> Description of the task
Line by line, copy out the data that follows.

Dataset records
::::
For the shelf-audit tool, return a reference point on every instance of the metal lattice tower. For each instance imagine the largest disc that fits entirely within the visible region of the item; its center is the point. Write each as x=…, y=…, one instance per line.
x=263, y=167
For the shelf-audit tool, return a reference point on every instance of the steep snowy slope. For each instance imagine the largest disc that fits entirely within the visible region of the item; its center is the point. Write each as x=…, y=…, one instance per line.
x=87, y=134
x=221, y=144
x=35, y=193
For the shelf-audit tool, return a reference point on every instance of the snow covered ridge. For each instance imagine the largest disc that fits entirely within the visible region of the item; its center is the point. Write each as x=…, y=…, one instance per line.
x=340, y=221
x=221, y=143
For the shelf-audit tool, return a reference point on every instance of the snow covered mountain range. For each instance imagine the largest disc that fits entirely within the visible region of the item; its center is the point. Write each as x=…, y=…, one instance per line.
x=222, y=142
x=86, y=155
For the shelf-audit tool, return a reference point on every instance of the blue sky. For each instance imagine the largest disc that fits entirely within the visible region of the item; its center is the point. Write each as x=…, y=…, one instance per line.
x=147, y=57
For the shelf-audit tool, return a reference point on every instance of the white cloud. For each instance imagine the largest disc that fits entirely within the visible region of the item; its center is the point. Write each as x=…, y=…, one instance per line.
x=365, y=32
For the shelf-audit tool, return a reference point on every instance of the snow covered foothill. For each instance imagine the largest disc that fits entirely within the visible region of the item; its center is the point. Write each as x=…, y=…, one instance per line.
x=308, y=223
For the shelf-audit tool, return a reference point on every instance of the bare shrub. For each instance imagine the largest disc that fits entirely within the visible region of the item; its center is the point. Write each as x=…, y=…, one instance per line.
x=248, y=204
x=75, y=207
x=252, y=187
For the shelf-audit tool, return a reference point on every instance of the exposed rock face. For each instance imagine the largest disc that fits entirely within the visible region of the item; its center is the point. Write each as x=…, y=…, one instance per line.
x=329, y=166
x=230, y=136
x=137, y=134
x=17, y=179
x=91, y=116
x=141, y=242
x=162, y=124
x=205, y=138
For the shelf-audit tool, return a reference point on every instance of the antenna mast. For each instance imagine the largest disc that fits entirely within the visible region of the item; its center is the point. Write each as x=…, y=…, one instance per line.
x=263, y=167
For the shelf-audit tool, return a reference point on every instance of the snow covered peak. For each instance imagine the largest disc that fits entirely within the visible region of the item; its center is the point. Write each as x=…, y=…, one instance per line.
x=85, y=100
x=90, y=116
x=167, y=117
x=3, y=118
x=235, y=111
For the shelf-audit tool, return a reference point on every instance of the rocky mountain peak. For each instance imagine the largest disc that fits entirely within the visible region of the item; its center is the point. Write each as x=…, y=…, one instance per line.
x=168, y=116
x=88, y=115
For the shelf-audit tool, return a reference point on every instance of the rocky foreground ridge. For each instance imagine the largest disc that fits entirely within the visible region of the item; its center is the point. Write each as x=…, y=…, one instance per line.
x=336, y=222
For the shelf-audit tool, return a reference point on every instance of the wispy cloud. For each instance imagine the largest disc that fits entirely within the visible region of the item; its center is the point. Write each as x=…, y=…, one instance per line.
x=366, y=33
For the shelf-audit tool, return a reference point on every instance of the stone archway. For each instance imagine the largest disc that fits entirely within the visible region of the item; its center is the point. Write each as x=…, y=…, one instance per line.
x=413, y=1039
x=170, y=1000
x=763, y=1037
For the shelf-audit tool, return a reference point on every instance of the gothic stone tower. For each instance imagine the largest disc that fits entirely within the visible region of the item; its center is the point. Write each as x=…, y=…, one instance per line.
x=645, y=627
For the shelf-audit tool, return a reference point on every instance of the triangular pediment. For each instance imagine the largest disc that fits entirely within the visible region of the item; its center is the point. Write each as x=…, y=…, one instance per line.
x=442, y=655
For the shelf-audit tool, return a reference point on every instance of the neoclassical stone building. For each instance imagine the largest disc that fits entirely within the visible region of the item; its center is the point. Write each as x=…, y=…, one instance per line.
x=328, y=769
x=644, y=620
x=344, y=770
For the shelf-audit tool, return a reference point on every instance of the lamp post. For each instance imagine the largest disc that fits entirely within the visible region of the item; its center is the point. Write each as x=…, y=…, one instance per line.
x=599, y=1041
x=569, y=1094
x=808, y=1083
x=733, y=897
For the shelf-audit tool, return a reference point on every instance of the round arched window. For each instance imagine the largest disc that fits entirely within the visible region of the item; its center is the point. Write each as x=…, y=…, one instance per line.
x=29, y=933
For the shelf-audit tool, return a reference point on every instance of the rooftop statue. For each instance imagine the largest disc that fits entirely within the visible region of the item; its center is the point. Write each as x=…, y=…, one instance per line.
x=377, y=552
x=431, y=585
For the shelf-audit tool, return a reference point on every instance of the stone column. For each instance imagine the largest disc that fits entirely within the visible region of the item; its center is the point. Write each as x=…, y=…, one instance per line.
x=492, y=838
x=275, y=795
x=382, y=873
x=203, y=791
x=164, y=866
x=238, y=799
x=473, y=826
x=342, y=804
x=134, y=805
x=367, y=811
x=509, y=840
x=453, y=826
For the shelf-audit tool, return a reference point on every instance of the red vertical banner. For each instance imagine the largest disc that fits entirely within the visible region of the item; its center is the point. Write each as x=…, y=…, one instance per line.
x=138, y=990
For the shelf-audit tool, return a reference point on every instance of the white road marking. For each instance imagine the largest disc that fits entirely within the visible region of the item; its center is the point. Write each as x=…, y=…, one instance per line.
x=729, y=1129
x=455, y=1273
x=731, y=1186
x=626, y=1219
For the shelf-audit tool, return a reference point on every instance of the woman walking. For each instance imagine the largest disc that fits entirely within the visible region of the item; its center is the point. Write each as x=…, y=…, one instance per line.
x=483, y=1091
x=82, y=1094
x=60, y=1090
::::
> Task answer
For the shelf-audit tool, return a reference point on every instance of the metal lattice tower. For each instance imagine the largest disc that fits entirely within the visible region of the item; its center is the point. Write each as x=…, y=…, one instance per line.
x=263, y=167
For the shelf-audit tool, return a reference point on every instance of the steep snowy slope. For each instance imagine the largest disc that fits entirely within the visible region of the item; its center is the point. Write each as x=…, y=…, one instance per line.
x=87, y=134
x=221, y=144
x=35, y=193
For the shelf-audit tool, return a reference point on every instance of the snow covered ridge. For each instance imagine the largest disc that fits entirely within the visible region of the item; its center is the point. Write each as x=…, y=…, one instance per line.
x=340, y=221
x=221, y=143
For the shelf-audit tool, return a reference point on every instance of the snow covered mountain range. For each instance imagine the largest disc that fits entirely within the visible region of the item; its center is the point. Write each as x=…, y=…, one instance per line.
x=222, y=142
x=86, y=155
For the shelf-audit tool, return a reference point on every instance of the blue sky. For each instance imagine the largest disc that fits entirely within the visible region of the item; its center is the point. Write each as x=…, y=…, one instance per line.
x=147, y=57
For the shelf-audit tool, return a reference point on every instance of the white cloud. For each instance imagine the largest disc that fits entirely within the visible region of the item; its center is the point. Write each as x=…, y=…, one instance per line.
x=365, y=32
For the shelf-audit tool, return a reference point on every instance of the snow covered foothill. For each instance imagine the largest disc that fits entirely within the visible region of the item; its center is the point. Write each as x=…, y=…, one instance per line.
x=308, y=223
For the shelf-audit tool, return a reference point on every instance of the bare shrub. For each instance imagine the largest disc that fits entirely within the visible region of the item; its center is the point. Write each as x=…, y=…, one instance per line.
x=248, y=204
x=75, y=207
x=252, y=187
For the shelf-audit tool, return a reference point on every instance of the exposed rock face. For each instance imagine the largest disc that fits entirely within the visible region of the item; its center is the point. Write each as x=…, y=…, one instance per line.
x=329, y=166
x=230, y=136
x=137, y=134
x=17, y=179
x=91, y=116
x=141, y=242
x=162, y=124
x=205, y=138
For the shelf-audit tool, return a reference point on every instance of the antenna mast. For each instance imagine the largest disc that fits entirely within the visible region of the item; its center is the point. Write each as x=…, y=…, one instance per line.
x=263, y=167
For the shelf-audit tool, return a reference point on every instance of the snow covered peak. For each instance imagine the largest disc that fits entirely within the visible region of the item; its center is the point. Write each as x=…, y=…, one instance per line.
x=85, y=100
x=90, y=116
x=167, y=117
x=3, y=118
x=235, y=111
For the shelf-audit tool, return a reference point on every instance of the rocky mountain peak. For each instance imagine the largest disc that fits entirely within the visible region of the item; its center is the point. Write each as x=…, y=…, one instance per line.
x=168, y=116
x=88, y=115
For the shelf-audit tool, return a reference point on every instance of the rocky foreground ridge. For each instance imagine the largest disc that fits entirely within the visible region of the item; its center is the point. Write each as x=…, y=…, one instance per line.
x=336, y=222
For the shelf-audit tool, return a reference point on every instance of the wispy cloud. For each instance imagine the largest disc that fits entirely within the visible region of the item; its center is the point. Write each as x=…, y=…, one instance per line.
x=366, y=33
For the shelf-audit tool, return a reference point on every instance of the stone archway. For each instance imagine the largest disc that fits entirely within the visible region of the item; its center is the point. Write each as x=…, y=…, one instance per line.
x=413, y=1039
x=170, y=1000
x=763, y=1037
For the shelf-audit tool, return a reference point on every instance of the gothic stone tower. For each instance imagine the largest disc that fits entirely within the visible region of the item; its center is the point. Write each as x=…, y=…, one instance per line.
x=645, y=627
For the shelf-audit tool, return a reference point on every instance of the triangular pediment. For each instance imagine the largest disc that fits entirely within the visible region of the item; its center is the point. Write each as x=…, y=…, one instance per line.
x=442, y=655
For the shelf-audit tool, return a reference point on every instance of the neoclassical stone building. For each instance imagine the largest disc that fits entirely within the visible region of the item; its center is the point. Write each as x=…, y=…, one instance per line.
x=328, y=769
x=644, y=620
x=344, y=770
For the shelf-audit tool, return a reference point on every instance of the lamp post. For each instance imagine the largest disc that fits entirely within the visible region of the item; its center is the point. Write each as x=…, y=…, one instance per line.
x=599, y=1041
x=569, y=1094
x=808, y=1083
x=733, y=897
For the shelf-audit tool, return a reference point on every instance of the round arched window. For each instance imagine the largest disc that fits entirely within the visible region of the item; its center is the point. Write each as x=…, y=…, one instance per line.
x=29, y=933
For the shelf-audit tool, return a reference point on every instance of the rooftop statue. For each instance imagine the largest disc that fits entirely within the visible region of the item; its center is the point. Write each as x=…, y=…, one instance per line.
x=377, y=552
x=431, y=585
For the shelf-audit tool, return a reference point on every instance of the stone column. For each instance imagine the largest disc that fits entirely within the visible region of the item; its center is the point. Write each as x=…, y=…, one instance per line.
x=492, y=838
x=275, y=795
x=382, y=873
x=203, y=791
x=164, y=866
x=238, y=799
x=473, y=826
x=342, y=804
x=134, y=805
x=367, y=811
x=509, y=840
x=453, y=826
For the shelf-audit tool, return a reference point on every instance of the red vertical banner. For each instance imagine the largest disc that fits entirely within the visible region of the item; its center is the point. Write each as x=…, y=…, one instance per line.
x=138, y=990
For the shelf-audit tool, return a reference point on every instance of the white road marking. For each instance imagine the largest disc that fits entirely within the visible region of the item; its center is the point. Write each as x=…, y=…, one instance per line.
x=729, y=1129
x=455, y=1273
x=731, y=1186
x=626, y=1219
For the shelf-audit tool, return a reference point on every instance of the woman walking. For each instance imagine the largest disc that fits entirely within the visible region of the item; its center is the point. Write each as x=…, y=…, one instance per line.
x=483, y=1091
x=82, y=1094
x=60, y=1090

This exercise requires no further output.